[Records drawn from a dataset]
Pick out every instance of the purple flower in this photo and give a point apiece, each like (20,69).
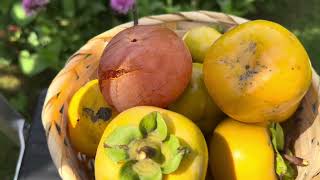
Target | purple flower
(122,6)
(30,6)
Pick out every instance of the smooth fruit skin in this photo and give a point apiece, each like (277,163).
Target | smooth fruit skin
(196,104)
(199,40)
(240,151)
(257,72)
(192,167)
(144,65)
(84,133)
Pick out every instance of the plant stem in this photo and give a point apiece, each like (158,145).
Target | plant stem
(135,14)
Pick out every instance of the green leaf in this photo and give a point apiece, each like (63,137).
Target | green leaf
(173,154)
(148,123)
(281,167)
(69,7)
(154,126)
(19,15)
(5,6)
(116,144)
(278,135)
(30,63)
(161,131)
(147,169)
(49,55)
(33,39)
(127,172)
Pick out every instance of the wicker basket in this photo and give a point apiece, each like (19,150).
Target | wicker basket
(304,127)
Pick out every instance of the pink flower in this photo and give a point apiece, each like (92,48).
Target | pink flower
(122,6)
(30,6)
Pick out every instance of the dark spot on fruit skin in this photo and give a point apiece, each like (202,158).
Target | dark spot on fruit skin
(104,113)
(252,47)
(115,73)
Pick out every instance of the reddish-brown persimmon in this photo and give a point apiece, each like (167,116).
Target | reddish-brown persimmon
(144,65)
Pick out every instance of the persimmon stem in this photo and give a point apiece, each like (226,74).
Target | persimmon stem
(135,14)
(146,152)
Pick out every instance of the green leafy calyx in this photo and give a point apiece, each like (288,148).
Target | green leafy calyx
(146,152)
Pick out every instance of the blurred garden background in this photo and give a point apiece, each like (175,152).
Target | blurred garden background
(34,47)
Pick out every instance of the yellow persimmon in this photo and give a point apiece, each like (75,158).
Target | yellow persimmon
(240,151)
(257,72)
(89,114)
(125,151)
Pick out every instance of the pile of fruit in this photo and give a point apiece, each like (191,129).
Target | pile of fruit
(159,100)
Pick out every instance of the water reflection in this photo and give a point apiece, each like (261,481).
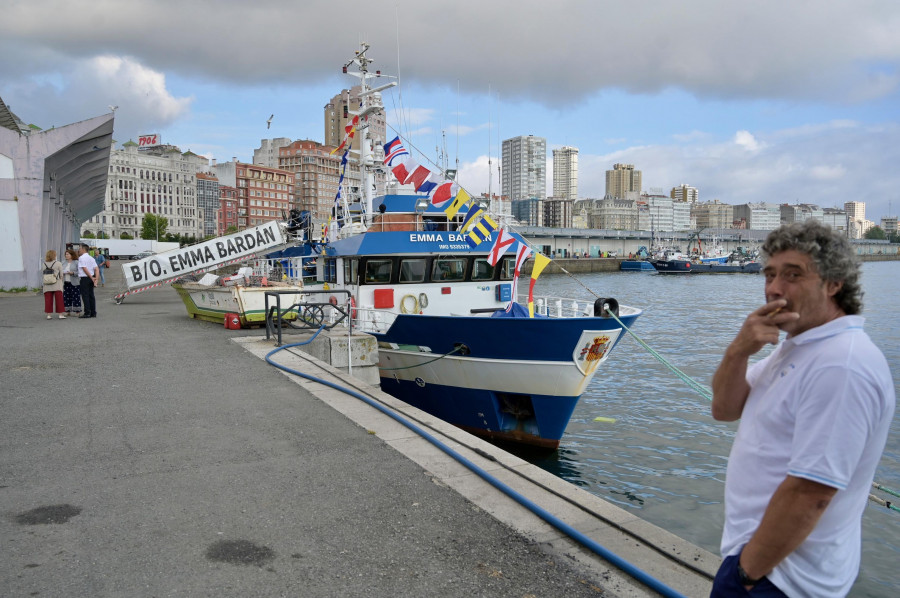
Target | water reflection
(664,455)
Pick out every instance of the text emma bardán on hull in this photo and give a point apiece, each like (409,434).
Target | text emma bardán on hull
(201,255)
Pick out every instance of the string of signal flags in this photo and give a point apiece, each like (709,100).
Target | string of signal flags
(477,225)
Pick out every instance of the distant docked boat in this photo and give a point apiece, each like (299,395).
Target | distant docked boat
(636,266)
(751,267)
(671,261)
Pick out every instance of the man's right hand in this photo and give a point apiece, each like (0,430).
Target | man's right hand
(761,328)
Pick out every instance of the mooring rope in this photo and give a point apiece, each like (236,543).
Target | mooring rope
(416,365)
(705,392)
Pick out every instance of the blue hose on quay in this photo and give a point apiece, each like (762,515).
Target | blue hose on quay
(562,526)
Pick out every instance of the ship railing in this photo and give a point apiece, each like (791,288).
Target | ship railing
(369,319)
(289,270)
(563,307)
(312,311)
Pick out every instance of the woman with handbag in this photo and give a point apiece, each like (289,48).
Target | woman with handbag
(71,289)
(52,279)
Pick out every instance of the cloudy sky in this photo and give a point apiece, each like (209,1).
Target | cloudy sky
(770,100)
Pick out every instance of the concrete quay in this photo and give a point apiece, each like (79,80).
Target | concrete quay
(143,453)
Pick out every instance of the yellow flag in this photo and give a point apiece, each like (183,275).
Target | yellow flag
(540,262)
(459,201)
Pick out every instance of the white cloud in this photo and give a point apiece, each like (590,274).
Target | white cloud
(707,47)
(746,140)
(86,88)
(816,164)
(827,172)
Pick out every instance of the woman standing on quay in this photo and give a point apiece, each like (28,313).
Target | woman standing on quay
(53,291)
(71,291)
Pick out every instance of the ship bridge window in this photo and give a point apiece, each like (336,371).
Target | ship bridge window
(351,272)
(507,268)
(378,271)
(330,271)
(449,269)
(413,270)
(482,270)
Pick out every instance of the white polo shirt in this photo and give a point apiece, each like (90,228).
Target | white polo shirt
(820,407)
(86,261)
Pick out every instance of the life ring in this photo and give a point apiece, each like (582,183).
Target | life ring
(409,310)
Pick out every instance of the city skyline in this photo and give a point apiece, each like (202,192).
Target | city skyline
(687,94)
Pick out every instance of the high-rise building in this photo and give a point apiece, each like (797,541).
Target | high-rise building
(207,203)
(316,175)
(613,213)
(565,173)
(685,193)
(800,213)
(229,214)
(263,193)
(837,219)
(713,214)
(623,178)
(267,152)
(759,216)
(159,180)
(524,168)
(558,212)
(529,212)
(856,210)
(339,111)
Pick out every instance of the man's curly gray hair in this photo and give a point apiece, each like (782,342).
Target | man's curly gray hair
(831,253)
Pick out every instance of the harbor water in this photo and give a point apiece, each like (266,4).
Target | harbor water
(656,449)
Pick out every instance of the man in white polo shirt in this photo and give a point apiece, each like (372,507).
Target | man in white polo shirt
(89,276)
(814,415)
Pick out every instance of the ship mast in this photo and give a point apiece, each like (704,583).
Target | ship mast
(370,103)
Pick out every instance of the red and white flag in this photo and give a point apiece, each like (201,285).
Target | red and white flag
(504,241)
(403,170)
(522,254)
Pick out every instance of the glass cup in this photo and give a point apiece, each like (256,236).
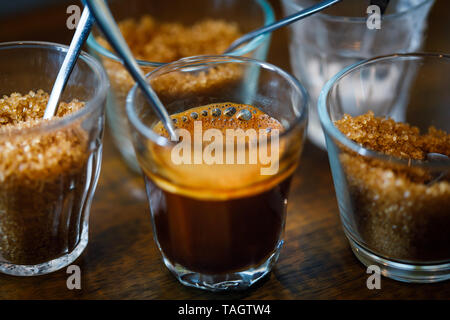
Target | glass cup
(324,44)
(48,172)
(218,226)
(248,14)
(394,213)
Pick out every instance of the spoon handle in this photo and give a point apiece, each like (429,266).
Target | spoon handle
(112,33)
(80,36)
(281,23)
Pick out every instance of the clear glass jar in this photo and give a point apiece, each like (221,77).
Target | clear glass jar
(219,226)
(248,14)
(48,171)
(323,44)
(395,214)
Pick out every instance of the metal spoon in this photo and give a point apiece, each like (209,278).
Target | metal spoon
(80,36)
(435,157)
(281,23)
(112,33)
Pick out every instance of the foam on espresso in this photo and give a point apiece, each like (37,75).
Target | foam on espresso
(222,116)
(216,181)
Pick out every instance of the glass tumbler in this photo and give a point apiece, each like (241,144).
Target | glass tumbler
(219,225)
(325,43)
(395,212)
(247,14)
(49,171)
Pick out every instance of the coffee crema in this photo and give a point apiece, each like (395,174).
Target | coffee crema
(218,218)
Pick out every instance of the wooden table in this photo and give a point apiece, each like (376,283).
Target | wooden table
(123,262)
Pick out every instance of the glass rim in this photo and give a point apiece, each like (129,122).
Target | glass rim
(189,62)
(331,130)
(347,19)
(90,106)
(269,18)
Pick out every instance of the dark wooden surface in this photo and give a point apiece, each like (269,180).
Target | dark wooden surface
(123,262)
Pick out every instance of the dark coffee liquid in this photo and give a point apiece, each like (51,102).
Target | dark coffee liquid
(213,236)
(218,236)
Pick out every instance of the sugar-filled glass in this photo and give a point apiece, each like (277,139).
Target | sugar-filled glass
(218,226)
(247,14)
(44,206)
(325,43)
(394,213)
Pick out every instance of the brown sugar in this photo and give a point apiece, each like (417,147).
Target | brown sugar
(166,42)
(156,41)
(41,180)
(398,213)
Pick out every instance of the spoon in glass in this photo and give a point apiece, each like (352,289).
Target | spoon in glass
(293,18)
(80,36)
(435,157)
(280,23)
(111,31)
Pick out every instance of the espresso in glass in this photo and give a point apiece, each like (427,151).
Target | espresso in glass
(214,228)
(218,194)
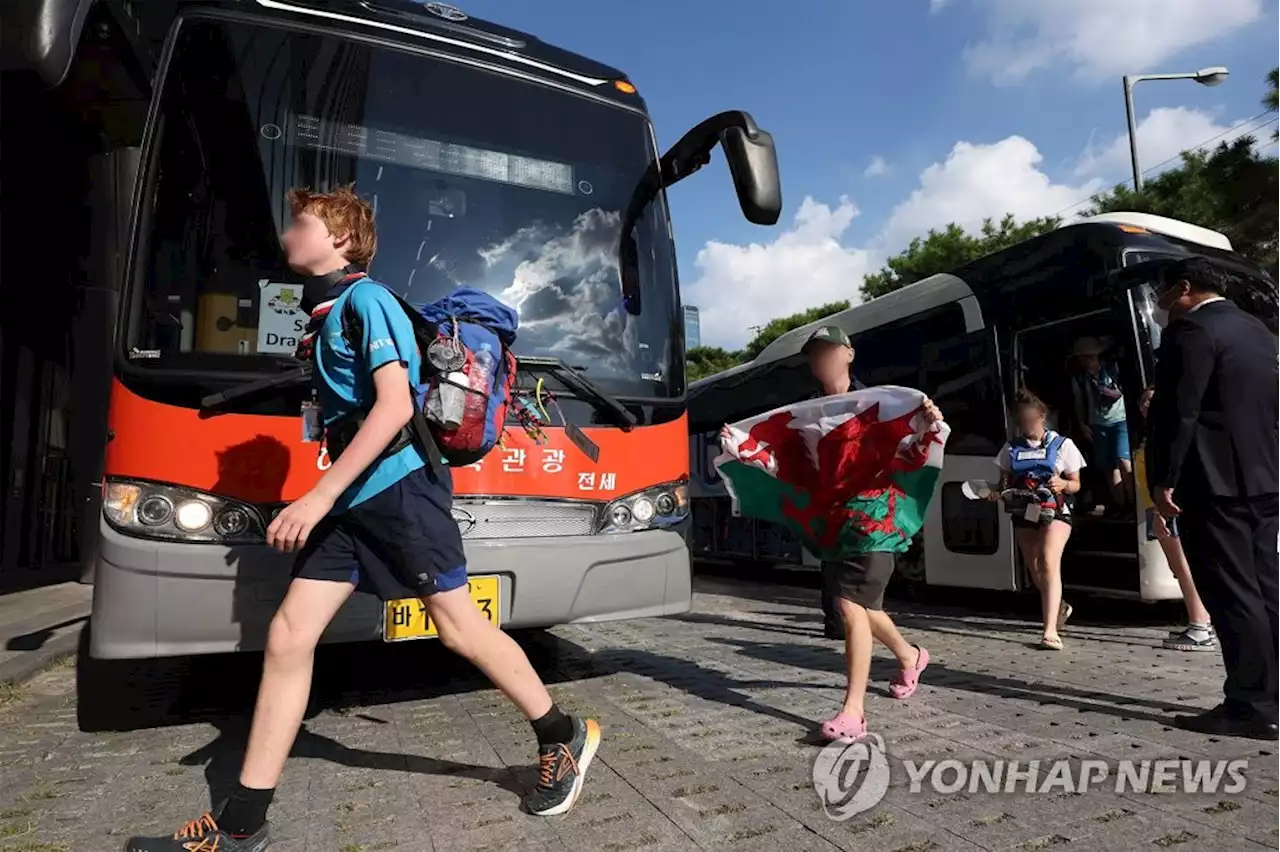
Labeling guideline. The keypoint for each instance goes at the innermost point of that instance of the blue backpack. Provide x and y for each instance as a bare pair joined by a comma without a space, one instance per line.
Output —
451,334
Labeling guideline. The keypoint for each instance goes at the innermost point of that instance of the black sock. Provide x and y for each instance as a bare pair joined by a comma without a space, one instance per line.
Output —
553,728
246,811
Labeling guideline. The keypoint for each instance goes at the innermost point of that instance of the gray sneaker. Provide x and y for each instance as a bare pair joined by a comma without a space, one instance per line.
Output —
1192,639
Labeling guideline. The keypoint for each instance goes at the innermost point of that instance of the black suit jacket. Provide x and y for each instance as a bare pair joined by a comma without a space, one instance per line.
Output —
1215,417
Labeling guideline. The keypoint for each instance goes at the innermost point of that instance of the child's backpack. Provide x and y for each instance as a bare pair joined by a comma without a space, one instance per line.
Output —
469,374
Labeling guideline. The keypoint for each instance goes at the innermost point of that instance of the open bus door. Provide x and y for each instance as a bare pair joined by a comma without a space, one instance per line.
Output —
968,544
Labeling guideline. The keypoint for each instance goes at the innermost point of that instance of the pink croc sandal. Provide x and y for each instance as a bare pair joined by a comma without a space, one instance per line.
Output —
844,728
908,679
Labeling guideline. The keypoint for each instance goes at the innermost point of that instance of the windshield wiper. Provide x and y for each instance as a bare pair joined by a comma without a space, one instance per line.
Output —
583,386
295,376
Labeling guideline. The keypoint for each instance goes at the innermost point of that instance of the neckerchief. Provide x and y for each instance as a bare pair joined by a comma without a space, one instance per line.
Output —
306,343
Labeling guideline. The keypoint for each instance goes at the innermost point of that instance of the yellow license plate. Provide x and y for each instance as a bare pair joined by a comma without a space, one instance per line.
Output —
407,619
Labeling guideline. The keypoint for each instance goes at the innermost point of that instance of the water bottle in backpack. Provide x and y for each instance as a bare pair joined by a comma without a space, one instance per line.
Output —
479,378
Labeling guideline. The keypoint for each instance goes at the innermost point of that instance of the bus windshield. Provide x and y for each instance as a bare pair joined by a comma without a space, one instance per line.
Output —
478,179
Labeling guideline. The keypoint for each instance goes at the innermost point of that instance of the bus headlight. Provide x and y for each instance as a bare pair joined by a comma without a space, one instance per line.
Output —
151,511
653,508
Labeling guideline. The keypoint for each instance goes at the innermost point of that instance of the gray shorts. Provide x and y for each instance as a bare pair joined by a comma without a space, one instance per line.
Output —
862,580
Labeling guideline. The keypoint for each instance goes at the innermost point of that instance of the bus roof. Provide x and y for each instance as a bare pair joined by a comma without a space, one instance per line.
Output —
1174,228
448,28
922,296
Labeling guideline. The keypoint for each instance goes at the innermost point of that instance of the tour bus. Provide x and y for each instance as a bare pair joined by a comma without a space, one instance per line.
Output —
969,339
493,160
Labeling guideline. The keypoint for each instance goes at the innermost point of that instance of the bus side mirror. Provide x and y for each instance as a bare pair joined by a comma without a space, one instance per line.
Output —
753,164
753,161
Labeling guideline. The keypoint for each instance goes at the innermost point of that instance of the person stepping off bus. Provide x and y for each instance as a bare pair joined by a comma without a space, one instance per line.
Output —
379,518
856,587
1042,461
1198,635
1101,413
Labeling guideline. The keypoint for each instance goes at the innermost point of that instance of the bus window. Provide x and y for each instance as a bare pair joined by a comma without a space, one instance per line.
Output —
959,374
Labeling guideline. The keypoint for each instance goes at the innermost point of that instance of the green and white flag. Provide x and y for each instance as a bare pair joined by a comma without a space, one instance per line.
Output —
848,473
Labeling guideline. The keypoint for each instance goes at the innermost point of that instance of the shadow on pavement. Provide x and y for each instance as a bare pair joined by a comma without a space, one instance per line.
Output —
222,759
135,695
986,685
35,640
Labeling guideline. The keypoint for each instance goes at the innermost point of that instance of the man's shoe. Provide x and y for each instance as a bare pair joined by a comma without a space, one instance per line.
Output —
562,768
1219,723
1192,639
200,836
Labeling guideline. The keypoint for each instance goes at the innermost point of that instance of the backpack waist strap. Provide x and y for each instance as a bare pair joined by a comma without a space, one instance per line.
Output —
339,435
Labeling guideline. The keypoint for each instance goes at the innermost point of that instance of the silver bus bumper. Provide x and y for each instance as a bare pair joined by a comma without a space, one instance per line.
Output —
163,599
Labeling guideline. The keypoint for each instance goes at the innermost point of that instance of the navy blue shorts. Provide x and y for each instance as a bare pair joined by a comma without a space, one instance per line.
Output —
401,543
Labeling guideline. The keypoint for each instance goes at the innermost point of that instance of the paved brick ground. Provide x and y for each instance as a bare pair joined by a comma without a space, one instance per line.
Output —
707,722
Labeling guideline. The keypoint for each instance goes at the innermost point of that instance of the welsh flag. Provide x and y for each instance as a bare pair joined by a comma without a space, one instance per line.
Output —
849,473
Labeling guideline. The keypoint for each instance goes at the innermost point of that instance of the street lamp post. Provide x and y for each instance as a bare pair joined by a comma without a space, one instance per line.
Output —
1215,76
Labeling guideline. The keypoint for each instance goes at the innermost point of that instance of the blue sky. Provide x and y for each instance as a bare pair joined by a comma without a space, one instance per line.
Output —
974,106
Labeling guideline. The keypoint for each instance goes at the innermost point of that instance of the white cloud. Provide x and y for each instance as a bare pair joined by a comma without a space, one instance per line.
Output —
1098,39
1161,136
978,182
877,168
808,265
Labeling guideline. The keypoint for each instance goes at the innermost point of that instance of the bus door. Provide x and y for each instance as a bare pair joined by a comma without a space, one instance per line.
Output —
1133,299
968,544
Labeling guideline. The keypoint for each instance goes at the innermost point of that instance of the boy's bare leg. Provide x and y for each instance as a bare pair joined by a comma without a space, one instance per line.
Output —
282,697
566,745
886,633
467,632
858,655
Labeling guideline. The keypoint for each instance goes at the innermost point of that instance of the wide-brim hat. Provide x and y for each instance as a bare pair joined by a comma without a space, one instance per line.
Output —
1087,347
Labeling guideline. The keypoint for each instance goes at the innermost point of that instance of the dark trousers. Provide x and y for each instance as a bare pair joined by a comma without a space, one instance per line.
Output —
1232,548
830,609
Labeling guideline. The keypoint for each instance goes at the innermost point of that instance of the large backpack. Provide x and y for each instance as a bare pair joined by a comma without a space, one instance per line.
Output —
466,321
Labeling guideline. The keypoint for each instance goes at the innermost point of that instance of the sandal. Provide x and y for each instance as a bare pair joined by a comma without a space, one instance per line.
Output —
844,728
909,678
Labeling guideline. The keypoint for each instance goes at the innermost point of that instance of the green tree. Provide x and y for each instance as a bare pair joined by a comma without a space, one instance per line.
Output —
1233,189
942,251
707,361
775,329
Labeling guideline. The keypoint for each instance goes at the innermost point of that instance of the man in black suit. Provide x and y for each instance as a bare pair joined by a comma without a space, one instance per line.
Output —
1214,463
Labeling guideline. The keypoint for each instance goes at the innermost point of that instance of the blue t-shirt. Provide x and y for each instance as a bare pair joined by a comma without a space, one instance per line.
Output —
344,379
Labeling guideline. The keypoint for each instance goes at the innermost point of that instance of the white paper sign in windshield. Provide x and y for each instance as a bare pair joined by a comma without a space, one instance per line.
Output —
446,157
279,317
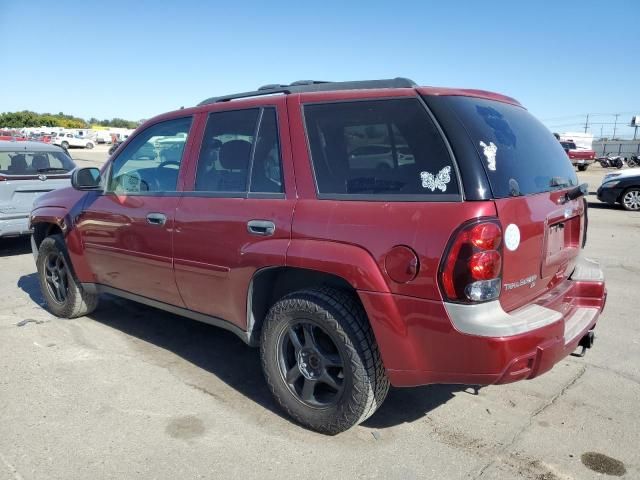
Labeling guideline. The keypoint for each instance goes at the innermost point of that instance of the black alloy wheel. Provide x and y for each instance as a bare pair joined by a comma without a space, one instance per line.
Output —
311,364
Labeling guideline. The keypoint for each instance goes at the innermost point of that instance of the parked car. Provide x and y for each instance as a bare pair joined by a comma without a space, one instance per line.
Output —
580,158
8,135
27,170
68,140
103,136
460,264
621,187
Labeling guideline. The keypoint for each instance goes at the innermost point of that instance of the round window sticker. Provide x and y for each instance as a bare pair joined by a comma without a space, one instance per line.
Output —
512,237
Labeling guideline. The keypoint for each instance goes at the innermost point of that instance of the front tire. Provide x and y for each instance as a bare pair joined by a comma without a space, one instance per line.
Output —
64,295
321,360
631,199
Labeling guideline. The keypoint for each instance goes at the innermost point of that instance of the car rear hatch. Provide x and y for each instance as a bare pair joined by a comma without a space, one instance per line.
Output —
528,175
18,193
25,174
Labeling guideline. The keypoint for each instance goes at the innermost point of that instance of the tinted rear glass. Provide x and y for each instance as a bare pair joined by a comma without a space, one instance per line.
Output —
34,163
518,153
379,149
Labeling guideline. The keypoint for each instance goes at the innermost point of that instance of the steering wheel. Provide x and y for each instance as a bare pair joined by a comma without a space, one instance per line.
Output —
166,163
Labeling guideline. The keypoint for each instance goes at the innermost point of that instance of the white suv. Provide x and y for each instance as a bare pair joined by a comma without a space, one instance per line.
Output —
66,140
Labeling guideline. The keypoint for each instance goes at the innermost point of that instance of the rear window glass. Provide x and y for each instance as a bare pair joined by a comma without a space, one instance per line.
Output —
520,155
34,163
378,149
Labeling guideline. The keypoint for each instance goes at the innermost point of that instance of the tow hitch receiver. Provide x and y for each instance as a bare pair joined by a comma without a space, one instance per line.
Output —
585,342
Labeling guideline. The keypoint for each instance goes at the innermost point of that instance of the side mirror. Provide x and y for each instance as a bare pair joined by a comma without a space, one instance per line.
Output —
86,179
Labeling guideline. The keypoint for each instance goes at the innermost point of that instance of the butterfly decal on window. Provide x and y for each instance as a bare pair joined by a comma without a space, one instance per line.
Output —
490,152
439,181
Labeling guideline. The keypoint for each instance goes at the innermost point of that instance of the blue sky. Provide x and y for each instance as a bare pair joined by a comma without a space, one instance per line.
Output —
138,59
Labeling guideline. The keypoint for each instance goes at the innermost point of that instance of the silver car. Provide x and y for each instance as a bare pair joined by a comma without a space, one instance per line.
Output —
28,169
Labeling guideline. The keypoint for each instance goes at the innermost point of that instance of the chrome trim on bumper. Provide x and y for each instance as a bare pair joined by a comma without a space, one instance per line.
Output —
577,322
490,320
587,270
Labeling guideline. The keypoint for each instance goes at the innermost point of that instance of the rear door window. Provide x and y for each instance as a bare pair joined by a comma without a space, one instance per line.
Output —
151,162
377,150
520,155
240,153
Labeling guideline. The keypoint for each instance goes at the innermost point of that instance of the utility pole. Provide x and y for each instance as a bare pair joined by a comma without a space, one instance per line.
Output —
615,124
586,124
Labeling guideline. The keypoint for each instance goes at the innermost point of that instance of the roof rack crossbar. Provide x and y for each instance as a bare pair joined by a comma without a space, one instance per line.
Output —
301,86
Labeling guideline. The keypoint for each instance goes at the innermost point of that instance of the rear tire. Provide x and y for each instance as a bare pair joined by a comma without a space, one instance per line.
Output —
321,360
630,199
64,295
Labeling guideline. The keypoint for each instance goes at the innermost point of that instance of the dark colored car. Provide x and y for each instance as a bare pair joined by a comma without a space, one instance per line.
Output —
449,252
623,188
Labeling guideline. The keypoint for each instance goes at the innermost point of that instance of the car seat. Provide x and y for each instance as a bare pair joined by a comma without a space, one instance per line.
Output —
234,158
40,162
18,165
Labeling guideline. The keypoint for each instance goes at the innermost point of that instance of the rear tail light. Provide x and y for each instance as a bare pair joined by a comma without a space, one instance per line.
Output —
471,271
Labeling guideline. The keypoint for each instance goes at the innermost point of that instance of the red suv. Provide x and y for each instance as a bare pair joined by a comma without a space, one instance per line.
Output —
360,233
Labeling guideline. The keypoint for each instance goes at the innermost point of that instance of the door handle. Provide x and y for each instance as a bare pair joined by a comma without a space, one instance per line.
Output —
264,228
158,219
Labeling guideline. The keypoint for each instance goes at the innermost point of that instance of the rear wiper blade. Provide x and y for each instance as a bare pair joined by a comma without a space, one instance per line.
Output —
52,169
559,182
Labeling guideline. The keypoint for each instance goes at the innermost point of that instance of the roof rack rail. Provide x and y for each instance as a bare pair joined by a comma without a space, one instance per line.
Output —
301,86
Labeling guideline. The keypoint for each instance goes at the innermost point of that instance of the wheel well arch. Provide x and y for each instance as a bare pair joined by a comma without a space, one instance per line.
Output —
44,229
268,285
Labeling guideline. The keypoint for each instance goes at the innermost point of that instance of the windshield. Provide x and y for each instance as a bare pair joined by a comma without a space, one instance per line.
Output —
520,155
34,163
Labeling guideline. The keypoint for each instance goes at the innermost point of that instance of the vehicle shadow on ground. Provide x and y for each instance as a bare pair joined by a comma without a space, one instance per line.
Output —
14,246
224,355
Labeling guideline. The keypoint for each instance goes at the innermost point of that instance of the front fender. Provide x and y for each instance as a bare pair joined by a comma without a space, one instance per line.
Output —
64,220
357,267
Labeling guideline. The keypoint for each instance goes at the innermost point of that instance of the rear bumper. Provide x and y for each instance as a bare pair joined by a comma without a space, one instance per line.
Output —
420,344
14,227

- [The task]: Find every line in the records above that contains the word "wiper", and copy each one.

- [Result below]:
Labeling guideline. The keypoint for each instance goes at the innermost point of that instance of the windshield wiper. Provide x and y for each instance as a bare pair joined by a comma without a space, one instance per line.
Labeling guideline. The keypoint for each instance goes at the innermost point of that instance of the rear wiper blade. Provide x and y for each instance as a bare pair joined by a comma without a space, one instance per line.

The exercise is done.